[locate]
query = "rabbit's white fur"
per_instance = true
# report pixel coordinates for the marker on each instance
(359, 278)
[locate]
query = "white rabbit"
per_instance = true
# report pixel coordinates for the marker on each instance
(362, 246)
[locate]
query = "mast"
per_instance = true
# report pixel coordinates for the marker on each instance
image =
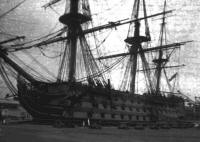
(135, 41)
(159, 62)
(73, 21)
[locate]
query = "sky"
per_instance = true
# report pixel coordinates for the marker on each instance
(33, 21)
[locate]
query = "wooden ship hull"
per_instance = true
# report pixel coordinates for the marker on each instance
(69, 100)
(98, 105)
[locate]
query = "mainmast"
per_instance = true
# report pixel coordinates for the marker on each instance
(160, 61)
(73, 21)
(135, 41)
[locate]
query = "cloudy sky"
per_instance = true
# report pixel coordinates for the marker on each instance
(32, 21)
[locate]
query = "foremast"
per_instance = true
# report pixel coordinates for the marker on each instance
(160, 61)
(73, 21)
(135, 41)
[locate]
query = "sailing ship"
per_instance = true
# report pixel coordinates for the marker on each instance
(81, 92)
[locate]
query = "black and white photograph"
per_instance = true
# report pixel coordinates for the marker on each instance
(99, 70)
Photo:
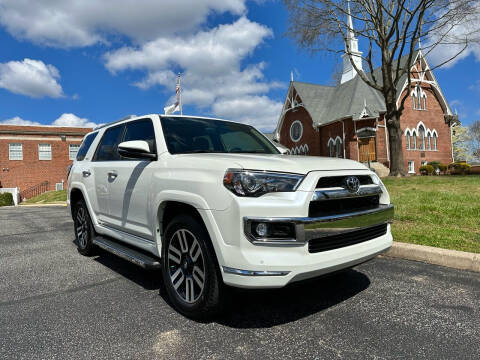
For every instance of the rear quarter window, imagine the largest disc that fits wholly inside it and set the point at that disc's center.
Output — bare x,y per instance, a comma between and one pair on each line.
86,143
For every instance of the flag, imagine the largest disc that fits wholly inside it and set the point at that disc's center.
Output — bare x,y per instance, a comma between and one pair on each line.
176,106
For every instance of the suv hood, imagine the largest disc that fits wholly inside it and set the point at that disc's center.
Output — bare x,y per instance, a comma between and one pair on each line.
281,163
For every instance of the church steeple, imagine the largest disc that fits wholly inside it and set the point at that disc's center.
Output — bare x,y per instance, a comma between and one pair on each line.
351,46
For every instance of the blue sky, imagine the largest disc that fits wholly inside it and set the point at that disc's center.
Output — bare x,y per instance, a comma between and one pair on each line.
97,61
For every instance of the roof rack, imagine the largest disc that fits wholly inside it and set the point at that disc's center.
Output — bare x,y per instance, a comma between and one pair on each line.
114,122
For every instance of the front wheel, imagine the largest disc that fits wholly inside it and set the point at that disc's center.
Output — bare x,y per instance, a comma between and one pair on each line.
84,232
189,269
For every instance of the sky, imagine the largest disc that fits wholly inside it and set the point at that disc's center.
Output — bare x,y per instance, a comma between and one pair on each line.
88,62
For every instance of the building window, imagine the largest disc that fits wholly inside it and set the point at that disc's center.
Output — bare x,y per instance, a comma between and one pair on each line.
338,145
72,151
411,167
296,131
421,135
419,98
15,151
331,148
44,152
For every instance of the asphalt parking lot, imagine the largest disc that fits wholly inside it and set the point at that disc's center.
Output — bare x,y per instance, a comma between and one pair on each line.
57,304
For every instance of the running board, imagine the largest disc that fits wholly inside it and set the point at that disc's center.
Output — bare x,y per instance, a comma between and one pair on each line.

...

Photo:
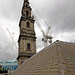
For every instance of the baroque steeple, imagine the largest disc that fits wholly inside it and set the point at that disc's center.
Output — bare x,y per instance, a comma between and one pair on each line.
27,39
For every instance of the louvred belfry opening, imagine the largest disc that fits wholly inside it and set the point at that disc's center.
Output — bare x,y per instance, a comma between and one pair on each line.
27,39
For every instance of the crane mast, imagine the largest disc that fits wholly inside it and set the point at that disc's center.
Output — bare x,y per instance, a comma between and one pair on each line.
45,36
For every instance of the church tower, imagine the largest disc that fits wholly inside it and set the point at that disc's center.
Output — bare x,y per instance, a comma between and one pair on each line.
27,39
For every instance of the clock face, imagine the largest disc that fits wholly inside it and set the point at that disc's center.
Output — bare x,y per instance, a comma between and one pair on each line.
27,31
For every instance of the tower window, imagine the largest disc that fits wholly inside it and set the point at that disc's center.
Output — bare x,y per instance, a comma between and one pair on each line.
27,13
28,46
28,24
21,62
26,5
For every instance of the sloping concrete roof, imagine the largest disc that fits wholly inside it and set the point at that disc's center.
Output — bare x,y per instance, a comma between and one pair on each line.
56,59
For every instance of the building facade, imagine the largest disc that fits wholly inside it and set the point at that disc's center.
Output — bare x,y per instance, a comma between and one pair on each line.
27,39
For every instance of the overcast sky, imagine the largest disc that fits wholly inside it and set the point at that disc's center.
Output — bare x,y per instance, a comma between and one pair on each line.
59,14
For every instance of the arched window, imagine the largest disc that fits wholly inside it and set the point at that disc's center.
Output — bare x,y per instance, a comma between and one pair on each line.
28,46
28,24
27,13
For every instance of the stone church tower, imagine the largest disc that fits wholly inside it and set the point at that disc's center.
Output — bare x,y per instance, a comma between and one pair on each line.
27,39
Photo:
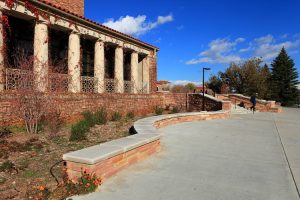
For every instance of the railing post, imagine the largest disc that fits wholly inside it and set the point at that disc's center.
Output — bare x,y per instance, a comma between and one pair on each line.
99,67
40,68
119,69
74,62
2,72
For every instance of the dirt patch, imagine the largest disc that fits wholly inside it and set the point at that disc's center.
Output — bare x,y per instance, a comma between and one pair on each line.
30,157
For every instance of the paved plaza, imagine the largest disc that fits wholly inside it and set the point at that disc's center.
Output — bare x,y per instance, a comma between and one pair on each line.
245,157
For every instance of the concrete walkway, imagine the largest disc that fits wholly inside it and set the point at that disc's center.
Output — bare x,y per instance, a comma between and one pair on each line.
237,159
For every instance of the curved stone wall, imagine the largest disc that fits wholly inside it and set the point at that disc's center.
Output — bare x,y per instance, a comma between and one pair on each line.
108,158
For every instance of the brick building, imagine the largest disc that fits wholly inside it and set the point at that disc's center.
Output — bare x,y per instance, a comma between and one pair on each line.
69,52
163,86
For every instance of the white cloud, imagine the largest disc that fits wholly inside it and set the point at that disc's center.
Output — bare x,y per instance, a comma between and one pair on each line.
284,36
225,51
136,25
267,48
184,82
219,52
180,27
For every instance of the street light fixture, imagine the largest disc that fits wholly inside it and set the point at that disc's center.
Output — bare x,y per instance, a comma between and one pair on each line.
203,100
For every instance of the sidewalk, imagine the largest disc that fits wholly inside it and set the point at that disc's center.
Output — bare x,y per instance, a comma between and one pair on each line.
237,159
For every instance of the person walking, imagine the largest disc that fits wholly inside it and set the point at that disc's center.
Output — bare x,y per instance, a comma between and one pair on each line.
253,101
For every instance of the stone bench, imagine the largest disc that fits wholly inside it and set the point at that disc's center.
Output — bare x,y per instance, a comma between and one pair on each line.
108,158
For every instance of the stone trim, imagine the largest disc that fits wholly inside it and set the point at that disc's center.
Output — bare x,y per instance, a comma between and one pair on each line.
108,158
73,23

* * *

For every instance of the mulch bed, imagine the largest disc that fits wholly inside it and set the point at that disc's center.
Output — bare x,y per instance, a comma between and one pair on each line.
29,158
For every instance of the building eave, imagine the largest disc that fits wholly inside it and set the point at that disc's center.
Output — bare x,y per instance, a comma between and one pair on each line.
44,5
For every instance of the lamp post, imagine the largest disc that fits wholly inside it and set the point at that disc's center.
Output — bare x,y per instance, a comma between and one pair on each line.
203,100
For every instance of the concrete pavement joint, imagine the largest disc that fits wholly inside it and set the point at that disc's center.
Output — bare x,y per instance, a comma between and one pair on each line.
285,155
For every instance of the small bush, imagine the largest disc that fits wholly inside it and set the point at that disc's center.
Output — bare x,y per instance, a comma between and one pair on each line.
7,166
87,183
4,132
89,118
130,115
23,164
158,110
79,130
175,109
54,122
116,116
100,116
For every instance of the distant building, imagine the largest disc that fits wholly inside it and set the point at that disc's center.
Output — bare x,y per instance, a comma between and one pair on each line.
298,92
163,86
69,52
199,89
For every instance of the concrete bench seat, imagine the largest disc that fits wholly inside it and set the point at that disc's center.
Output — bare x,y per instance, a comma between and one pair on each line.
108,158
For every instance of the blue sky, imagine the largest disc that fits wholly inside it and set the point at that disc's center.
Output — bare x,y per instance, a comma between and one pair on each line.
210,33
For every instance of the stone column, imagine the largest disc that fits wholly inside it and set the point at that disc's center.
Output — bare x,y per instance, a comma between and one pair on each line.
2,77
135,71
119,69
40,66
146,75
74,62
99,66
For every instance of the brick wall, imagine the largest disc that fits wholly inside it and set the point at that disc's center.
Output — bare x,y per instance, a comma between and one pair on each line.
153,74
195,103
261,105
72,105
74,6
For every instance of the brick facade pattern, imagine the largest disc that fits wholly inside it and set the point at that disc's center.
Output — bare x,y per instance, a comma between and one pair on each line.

[Task item]: Whenever a line in the records contains the word "wall", copy that line.

[Problem solution]:
For every instance of the curved stone wall, imagine the largest disc that fits wholly inside it and set the point at that disc's center.
For every instance of the brick wall, imagine the largest disc that fits wholly inside it and set the point at that disc's center.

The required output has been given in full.